Point annotation dataset entries:
####

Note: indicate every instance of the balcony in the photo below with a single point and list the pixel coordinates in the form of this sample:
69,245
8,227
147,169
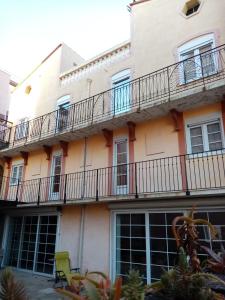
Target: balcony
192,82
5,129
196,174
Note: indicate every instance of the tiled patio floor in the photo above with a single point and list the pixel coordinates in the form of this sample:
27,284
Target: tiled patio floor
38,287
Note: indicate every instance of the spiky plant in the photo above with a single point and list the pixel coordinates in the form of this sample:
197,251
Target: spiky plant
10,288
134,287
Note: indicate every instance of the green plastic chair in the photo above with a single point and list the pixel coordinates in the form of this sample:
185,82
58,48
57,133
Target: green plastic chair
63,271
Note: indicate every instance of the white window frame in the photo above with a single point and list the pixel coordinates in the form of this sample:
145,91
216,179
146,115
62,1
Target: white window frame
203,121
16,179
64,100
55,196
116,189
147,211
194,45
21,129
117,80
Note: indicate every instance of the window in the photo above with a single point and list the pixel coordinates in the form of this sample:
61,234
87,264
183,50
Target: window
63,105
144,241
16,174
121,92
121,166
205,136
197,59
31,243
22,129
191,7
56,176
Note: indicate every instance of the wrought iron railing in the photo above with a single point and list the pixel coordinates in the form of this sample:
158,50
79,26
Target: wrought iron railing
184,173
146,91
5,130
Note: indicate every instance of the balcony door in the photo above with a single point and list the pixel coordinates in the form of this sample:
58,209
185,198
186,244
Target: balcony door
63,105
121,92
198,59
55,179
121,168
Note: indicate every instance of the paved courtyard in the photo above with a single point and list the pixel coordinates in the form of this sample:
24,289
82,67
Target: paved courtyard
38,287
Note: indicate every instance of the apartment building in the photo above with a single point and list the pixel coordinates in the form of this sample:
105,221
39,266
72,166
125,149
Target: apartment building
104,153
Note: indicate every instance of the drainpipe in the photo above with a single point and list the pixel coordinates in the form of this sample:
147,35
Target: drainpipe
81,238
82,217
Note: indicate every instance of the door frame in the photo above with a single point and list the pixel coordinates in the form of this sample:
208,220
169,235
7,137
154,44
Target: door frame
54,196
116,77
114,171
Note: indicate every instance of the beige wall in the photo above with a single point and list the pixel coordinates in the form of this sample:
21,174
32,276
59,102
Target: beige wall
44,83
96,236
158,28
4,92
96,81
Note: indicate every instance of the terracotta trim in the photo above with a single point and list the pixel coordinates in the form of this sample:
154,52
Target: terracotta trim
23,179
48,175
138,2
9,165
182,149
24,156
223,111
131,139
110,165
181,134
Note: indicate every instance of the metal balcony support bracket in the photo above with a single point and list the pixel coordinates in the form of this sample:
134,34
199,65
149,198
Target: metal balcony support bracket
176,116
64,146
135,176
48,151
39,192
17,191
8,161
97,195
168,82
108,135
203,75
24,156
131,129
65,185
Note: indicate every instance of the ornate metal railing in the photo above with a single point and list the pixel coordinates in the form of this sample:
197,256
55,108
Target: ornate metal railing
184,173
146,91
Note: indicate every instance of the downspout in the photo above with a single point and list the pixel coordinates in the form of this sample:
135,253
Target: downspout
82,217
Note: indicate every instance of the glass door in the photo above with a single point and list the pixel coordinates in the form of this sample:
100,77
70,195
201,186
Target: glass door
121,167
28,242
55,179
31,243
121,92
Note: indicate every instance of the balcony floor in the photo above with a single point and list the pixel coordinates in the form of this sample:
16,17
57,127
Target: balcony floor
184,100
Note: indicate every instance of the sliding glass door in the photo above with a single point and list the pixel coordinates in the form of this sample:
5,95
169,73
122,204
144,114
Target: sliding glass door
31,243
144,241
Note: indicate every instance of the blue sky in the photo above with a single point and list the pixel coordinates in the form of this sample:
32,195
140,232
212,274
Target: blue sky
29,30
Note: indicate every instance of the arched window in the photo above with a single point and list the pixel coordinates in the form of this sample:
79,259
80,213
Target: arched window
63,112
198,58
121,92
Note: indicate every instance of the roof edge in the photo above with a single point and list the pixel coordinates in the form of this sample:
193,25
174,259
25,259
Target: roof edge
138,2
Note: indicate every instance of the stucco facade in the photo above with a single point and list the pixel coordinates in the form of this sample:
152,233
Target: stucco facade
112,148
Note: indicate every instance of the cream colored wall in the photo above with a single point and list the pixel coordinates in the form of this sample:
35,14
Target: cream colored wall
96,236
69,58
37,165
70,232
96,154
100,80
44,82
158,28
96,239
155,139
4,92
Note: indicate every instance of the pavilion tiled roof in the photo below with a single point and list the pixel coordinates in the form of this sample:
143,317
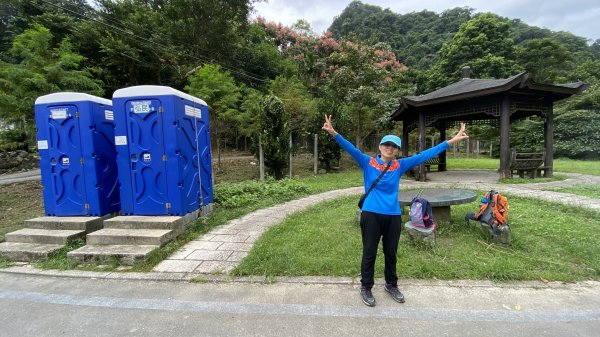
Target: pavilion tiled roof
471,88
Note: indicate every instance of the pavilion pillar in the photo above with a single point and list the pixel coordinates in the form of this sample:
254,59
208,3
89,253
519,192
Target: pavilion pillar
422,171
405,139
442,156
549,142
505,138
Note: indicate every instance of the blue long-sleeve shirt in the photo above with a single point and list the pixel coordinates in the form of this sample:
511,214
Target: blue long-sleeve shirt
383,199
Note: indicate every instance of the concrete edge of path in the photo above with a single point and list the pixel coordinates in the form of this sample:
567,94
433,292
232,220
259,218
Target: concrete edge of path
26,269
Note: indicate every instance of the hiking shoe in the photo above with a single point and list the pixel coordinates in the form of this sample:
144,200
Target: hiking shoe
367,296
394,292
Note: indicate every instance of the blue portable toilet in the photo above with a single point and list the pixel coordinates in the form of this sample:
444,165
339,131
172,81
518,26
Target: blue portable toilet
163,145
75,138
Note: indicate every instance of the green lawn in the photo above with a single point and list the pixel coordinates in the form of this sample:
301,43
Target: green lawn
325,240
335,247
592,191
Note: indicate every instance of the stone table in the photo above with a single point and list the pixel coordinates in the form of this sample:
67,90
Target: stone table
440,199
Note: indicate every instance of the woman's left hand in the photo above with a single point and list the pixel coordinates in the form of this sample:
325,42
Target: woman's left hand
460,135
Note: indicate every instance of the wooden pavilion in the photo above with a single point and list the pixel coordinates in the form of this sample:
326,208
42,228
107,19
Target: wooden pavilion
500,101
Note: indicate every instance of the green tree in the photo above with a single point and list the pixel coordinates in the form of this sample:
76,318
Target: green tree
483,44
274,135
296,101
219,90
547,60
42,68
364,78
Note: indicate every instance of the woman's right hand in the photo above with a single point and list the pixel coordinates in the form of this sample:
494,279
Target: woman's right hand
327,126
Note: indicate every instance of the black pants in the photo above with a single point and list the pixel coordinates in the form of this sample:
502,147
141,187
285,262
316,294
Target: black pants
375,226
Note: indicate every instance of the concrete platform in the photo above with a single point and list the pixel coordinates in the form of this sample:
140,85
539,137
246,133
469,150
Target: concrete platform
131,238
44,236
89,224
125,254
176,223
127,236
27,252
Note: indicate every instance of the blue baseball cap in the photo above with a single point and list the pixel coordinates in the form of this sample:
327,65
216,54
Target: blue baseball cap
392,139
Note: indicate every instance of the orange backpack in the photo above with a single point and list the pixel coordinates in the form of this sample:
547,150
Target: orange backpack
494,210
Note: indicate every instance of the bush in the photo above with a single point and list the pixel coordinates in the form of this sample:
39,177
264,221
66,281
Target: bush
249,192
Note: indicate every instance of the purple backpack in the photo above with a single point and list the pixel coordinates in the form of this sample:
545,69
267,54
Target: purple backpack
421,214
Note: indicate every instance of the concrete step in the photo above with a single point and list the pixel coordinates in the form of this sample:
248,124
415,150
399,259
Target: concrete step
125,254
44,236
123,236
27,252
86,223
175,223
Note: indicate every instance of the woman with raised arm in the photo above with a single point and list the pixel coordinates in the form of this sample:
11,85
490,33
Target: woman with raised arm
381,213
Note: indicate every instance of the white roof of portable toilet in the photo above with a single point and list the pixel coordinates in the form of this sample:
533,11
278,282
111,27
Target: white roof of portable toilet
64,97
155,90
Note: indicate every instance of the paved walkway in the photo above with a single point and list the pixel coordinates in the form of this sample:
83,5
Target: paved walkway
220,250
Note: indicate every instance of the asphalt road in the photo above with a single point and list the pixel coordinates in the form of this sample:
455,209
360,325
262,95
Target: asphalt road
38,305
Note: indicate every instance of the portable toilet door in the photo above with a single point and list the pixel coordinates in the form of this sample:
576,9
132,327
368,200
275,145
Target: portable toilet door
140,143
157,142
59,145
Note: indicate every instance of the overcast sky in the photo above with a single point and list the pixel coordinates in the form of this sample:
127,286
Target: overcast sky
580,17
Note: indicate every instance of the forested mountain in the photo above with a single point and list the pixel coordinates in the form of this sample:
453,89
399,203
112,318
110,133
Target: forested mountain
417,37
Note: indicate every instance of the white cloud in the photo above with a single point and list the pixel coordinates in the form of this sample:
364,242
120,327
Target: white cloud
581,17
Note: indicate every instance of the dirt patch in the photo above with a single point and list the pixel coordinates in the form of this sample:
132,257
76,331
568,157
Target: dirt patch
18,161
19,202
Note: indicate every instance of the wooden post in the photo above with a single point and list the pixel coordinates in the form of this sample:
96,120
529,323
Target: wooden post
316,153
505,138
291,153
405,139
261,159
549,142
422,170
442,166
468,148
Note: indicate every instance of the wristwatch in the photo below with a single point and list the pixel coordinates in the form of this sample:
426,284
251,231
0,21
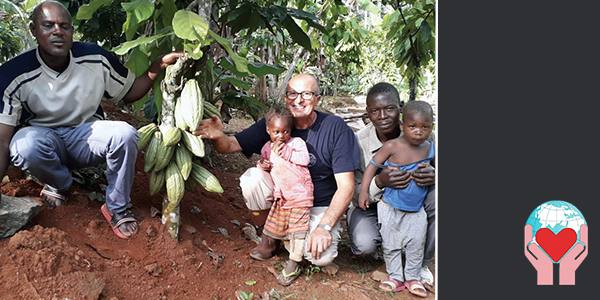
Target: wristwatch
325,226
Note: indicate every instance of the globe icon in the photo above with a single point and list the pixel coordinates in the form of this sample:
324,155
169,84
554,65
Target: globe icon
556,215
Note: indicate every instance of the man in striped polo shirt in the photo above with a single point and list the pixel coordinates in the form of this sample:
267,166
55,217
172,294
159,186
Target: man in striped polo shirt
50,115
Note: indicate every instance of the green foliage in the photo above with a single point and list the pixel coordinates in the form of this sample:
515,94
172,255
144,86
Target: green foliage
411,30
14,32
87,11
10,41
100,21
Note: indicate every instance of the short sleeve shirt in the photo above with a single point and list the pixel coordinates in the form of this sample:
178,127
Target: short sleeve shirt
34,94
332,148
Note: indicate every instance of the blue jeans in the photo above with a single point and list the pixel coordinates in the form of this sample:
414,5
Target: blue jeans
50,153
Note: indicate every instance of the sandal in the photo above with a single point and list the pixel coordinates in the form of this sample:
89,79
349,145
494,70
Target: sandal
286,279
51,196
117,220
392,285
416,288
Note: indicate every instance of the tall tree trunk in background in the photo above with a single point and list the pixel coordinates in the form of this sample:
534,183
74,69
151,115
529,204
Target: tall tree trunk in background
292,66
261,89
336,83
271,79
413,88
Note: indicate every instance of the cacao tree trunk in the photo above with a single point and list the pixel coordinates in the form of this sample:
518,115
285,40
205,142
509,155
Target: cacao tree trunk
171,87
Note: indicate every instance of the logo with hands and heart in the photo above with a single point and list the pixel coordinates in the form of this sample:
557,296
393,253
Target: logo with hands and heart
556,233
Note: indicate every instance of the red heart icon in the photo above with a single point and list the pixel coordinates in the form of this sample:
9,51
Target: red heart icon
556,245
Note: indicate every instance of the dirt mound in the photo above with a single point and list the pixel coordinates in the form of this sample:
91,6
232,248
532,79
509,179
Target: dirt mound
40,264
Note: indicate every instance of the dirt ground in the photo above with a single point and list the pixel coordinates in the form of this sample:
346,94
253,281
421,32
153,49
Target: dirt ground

####

Given problem: Retype the entries from the line containing "Note: indicate every instance of the red" through the end of the entries, without any changes.

The solution:
Note: indicate every instance of the red heart icon in the photo above with a single point and list the pixel coordinates in the form of this sample:
9,51
Target: red heart icon
556,245
Note: indicate every instance of the dirt mound in the photo above with a single point and list the pixel coordinates in the form of this sample:
91,6
232,248
532,79
509,179
Target: dirt mound
40,264
Note: indicate every instance of the dirt ground in the photo above with a single point and list the pixel coordinates in the form of this sample:
346,94
253,281
421,32
153,49
Target: dirt ground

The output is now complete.